Questions on the material:
1. Condense the paragraph beginning "Smooth wrinkles and sharply crumpled regions" from the wrinkling-sheets article into one shorter sentence, keeping its main facts.
2. Carry on the article about how sheets wrinkle and crumple, starting after its final sentence.

Smooth wrinkles and sharply crumpled regions are familiar
motifs in biological and synthetic sheets, such as plant leaves and crushed
foils, say physicists Benny Davidovitch, Narayanan Menon, and colleagues at the
University of Massachusetts Amherst, but how a featureless sheet develops a
complex shape has long remained elusive.
Now, in a study published in the Proceedings of the
National Academy of Sciences, the physicists report that they have
identified a fundamental mechanism by which such complex patterns emerge
spontaneously.
Davidovitch says they were inspired and moved toward a
solution by thinking about how a familiar birthday balloon, made of two
circular mylar foils, wrinkles and crumples (two separate processes). The two
foils start flat, but when glued together around their edges and injected with helium
gas to create higher-than-atmospheric pressure inside, they spontaneously
changes shape to accommodate the gas.
“This simple process leads to a fascinating pattern of
wrinkles and crumples that emerge spontaneously near the perimeter of each
foil,” Davidovitch points out. “What we discovered is an unusual
sequence of transitions that underlie this and possibly other types of morphological
complexity.”

(Dataset entries)
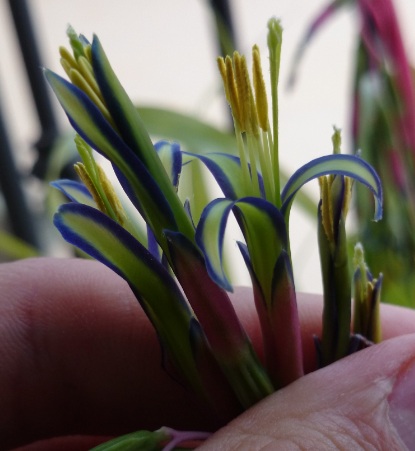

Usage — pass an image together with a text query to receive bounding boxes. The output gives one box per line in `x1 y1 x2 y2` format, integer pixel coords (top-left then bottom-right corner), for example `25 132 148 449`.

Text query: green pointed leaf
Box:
54 203 204 389
50 179 96 207
138 106 238 155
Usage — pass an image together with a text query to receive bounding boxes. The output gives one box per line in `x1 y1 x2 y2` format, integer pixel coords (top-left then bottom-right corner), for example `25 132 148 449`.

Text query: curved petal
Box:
281 154 383 221
184 152 265 200
233 197 288 302
195 198 234 291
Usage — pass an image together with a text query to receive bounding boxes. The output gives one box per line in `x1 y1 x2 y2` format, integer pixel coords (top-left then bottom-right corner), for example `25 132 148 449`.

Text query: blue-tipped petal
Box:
50 179 96 207
195 198 234 291
233 197 288 299
154 141 182 189
45 71 176 244
183 152 264 200
91 36 193 241
281 154 383 221
54 203 205 389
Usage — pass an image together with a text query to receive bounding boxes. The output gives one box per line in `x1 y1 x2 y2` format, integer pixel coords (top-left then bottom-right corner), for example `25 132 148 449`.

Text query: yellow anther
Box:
225 56 242 131
233 52 258 135
252 45 269 132
216 56 229 97
97 164 126 225
74 162 126 225
74 163 108 215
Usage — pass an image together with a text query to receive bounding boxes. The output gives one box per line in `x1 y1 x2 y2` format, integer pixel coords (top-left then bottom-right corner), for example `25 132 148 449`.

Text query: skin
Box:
0 258 415 451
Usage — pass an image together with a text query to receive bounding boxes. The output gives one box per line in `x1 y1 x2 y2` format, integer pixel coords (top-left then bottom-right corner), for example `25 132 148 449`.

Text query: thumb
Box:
201 334 415 451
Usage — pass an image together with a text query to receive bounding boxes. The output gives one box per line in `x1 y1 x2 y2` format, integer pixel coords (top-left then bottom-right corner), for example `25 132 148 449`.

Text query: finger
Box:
0 259 415 445
0 259 221 448
200 335 415 451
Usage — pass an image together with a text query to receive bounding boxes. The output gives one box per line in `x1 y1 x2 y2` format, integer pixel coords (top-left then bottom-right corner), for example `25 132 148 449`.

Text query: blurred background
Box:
0 0 415 293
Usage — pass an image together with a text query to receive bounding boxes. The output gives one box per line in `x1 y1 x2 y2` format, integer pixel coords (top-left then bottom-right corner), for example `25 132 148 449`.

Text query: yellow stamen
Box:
252 45 269 132
74 163 108 215
225 56 243 131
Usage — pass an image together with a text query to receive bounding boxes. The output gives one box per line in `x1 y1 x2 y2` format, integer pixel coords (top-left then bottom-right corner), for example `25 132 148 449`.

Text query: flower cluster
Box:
45 19 382 451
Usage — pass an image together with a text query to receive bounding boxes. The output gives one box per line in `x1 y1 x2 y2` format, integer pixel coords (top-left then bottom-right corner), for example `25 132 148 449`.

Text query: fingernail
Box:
388 361 415 449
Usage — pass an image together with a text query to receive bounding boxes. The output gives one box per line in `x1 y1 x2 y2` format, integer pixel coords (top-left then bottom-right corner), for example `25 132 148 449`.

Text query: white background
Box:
0 0 415 292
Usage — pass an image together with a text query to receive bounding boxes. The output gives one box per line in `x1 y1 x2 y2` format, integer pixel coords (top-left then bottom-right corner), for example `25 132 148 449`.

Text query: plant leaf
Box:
281 154 383 222
137 106 238 155
50 179 96 207
195 198 234 291
54 203 204 389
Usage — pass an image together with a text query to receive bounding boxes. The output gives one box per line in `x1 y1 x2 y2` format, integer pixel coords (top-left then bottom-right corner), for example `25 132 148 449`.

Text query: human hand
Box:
0 259 415 451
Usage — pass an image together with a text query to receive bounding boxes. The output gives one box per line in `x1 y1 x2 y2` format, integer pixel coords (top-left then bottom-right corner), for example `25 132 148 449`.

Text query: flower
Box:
45 19 382 448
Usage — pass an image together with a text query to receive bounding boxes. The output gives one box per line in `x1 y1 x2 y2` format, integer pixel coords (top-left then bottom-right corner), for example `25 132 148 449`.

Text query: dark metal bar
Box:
0 101 39 248
9 0 58 178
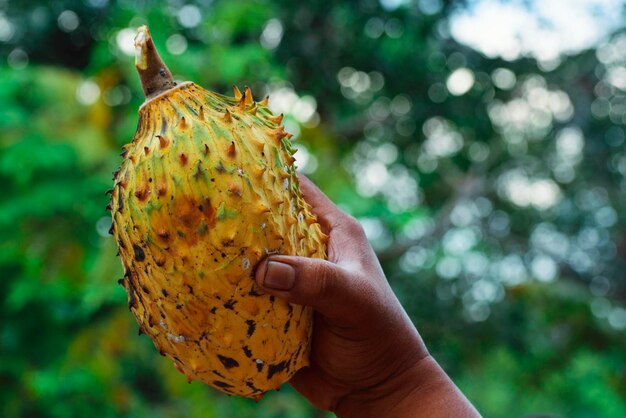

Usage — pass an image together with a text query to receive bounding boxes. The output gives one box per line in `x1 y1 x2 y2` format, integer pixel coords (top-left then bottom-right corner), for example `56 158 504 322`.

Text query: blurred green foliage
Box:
0 0 626 418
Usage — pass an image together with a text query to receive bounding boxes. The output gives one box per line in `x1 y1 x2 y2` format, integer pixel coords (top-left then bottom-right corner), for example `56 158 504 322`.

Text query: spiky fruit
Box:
110 27 326 398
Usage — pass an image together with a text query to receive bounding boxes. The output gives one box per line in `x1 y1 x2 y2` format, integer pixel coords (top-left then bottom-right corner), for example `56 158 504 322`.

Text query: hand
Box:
255 176 479 418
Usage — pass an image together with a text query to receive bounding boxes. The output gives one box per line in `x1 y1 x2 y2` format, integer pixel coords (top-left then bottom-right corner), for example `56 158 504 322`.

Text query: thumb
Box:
255 255 364 320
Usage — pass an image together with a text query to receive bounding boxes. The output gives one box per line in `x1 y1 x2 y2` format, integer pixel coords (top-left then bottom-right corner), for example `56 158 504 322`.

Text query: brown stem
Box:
135 25 176 99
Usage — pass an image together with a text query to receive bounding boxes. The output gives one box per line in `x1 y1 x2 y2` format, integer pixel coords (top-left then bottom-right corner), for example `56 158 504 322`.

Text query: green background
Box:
0 0 626 418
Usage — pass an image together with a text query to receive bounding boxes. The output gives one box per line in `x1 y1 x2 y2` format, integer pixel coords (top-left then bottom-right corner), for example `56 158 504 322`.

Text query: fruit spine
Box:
109 26 327 399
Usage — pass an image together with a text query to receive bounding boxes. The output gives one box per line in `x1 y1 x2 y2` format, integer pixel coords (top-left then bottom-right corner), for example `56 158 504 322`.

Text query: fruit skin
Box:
110 76 327 399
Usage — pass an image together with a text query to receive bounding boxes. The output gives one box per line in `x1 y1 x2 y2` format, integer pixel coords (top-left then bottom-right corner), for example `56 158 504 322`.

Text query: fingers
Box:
255 255 375 322
298 174 348 230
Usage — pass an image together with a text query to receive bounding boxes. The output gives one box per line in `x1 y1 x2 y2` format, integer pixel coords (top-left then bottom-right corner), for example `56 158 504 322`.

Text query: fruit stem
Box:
135 25 176 99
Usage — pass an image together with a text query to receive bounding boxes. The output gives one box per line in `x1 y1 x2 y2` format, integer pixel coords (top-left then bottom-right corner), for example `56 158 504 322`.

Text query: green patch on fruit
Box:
217 202 239 221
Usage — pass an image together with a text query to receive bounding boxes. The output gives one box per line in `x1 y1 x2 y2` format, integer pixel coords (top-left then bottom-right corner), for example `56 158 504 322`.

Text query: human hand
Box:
255 176 479 418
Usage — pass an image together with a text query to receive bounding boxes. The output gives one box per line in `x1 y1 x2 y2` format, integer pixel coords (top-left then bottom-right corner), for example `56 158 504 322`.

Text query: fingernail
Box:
263 261 296 290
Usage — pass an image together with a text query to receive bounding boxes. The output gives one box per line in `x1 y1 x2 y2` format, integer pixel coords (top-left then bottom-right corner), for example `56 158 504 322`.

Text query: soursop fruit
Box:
109 26 327 399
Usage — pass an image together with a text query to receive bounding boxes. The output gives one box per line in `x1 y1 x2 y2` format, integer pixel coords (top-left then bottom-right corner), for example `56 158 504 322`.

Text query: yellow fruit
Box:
110 27 327 398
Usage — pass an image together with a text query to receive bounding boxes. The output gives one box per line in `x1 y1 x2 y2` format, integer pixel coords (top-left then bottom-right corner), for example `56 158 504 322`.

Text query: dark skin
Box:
256 176 480 418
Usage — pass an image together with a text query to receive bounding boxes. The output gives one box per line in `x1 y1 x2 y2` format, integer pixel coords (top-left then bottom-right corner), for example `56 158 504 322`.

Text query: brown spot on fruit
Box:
135 186 150 202
217 354 239 369
228 183 241 197
157 135 170 149
226 141 237 158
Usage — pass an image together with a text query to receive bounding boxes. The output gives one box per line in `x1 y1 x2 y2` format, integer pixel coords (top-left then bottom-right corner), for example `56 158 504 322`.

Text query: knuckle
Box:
313 262 335 299
345 215 365 238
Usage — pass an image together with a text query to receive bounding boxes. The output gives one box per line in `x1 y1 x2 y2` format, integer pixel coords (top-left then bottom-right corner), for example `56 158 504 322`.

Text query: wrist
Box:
335 355 480 418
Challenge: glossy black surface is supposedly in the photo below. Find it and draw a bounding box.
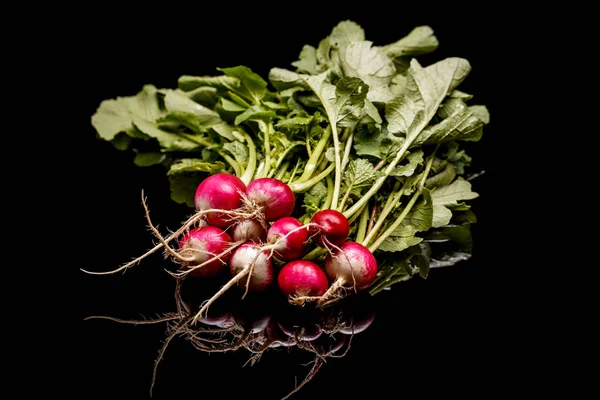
[77,4,523,400]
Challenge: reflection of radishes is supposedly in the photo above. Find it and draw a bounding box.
[179,226,232,277]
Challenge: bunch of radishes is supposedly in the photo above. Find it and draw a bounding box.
[161,173,377,318]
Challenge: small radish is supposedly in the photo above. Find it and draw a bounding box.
[246,178,296,221]
[179,225,232,277]
[231,219,267,243]
[194,173,246,228]
[267,217,308,261]
[277,260,329,300]
[310,242,377,307]
[308,209,350,248]
[229,242,274,292]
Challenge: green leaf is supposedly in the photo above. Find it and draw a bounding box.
[381,25,439,58]
[217,65,267,104]
[167,158,225,175]
[292,45,321,75]
[431,177,479,207]
[302,181,327,216]
[431,177,478,228]
[329,20,365,49]
[339,41,396,103]
[133,117,199,151]
[133,151,166,167]
[177,75,241,92]
[412,111,483,146]
[402,189,434,232]
[354,124,383,158]
[234,105,277,125]
[169,172,205,208]
[377,225,423,252]
[390,150,423,176]
[342,158,382,196]
[425,163,456,189]
[92,85,161,141]
[164,90,222,126]
[223,141,248,165]
[386,58,470,143]
[469,106,490,125]
[269,68,308,92]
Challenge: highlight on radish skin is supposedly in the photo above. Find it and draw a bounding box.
[325,242,377,291]
[194,173,246,228]
[277,260,329,297]
[308,209,350,248]
[229,242,275,292]
[231,219,267,243]
[246,178,296,221]
[267,217,308,261]
[179,225,232,277]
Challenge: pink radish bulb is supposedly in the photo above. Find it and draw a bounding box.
[267,217,308,261]
[338,312,375,335]
[277,260,329,296]
[179,225,232,277]
[231,219,267,243]
[308,209,350,248]
[325,242,377,291]
[229,242,275,292]
[194,173,246,228]
[246,178,296,221]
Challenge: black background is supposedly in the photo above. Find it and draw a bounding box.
[77,3,531,399]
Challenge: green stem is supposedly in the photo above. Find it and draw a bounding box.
[369,148,437,253]
[258,120,273,178]
[275,160,290,181]
[295,125,331,183]
[344,140,412,218]
[355,207,369,243]
[240,131,256,185]
[323,175,333,210]
[289,164,335,194]
[286,158,300,185]
[342,128,354,172]
[330,119,342,210]
[302,247,327,260]
[269,142,304,176]
[361,179,409,247]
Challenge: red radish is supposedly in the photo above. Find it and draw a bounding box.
[246,178,296,221]
[325,242,377,291]
[308,209,350,248]
[267,217,308,261]
[231,219,267,243]
[229,242,274,292]
[194,173,246,228]
[179,225,232,277]
[304,242,377,307]
[277,260,329,297]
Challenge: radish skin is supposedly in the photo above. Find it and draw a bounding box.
[246,178,296,221]
[194,173,246,229]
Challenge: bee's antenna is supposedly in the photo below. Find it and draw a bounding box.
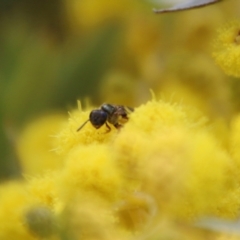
[77,119,90,132]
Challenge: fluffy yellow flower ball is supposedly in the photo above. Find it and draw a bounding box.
[114,100,240,218]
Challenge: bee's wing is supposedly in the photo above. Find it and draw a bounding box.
[124,106,134,113]
[153,0,222,13]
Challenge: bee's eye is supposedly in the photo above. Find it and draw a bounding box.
[89,110,108,128]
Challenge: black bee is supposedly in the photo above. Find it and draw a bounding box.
[77,103,134,131]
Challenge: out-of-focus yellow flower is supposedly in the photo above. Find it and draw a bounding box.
[17,114,66,175]
[213,22,240,77]
[58,144,124,201]
[229,115,240,174]
[9,99,240,240]
[0,182,36,240]
[55,106,117,154]
[27,172,60,211]
[66,0,134,30]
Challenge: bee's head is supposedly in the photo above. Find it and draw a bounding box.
[89,109,108,129]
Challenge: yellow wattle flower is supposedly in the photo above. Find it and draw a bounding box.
[213,21,240,77]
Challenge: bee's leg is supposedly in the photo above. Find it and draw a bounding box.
[105,122,111,133]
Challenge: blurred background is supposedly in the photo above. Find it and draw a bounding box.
[0,0,240,180]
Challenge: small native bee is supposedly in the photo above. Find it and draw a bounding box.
[77,103,134,132]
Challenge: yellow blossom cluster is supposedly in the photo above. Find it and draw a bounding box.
[213,21,240,77]
[0,98,240,240]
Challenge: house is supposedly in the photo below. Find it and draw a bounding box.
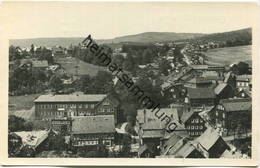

Responses by task:
1. Physicists Benny Davidovitch, Narayanan Menon, and colleagues at the University of Massachusetts Amherst note that smooth wrinkles and sharp crumples are common in biological and synthetic sheets such as plant leaves and crushed foils, yet how a featureless sheet develops a complex shape has long been unclear.

2.
In the laboratory, rather than balloons, the researchers
including doctoral student Hunter King, who conducted many of the experiments,
and postdoctoral researcher Robert Schroll, who carried out theoretical
calculations, used microscopically thin films and a drop of water to model the
effects they wished to study. They cut a circle of ultra-thin film from a sheet
10,000 times thinner than a piece of paper, only tens of nanometers thick, and
place it flat on the water drop nestled in a circular collar, where surface
tension holds it in place.
“We then very, very gently inject more and more water
into the bubble, very gradually, so it becomes more and more curved without
spilling over,” says Davidovitch. “When the radius of the drop gets
small enough, the thin film starts to develop fine radial wrinkles near its
outer perimeter as the water pressure increases If you keep adding pressure,
decreasing the radius further, a second transition takes place and the film
starts to crumple and to look more like a table cloth, draping with sharp
creases over the edge of a flattened top,” he adds.
Watching this process through incremental steps, the
researchers were able to observe and describe through mathematical formulas how
the drop imposes confinement on circles of latitude of the sheet. “The
degree of this confinement increases as the drop’s radius decreases, and an
unusual sequence of transitions can then be observed,” says Davidovitch.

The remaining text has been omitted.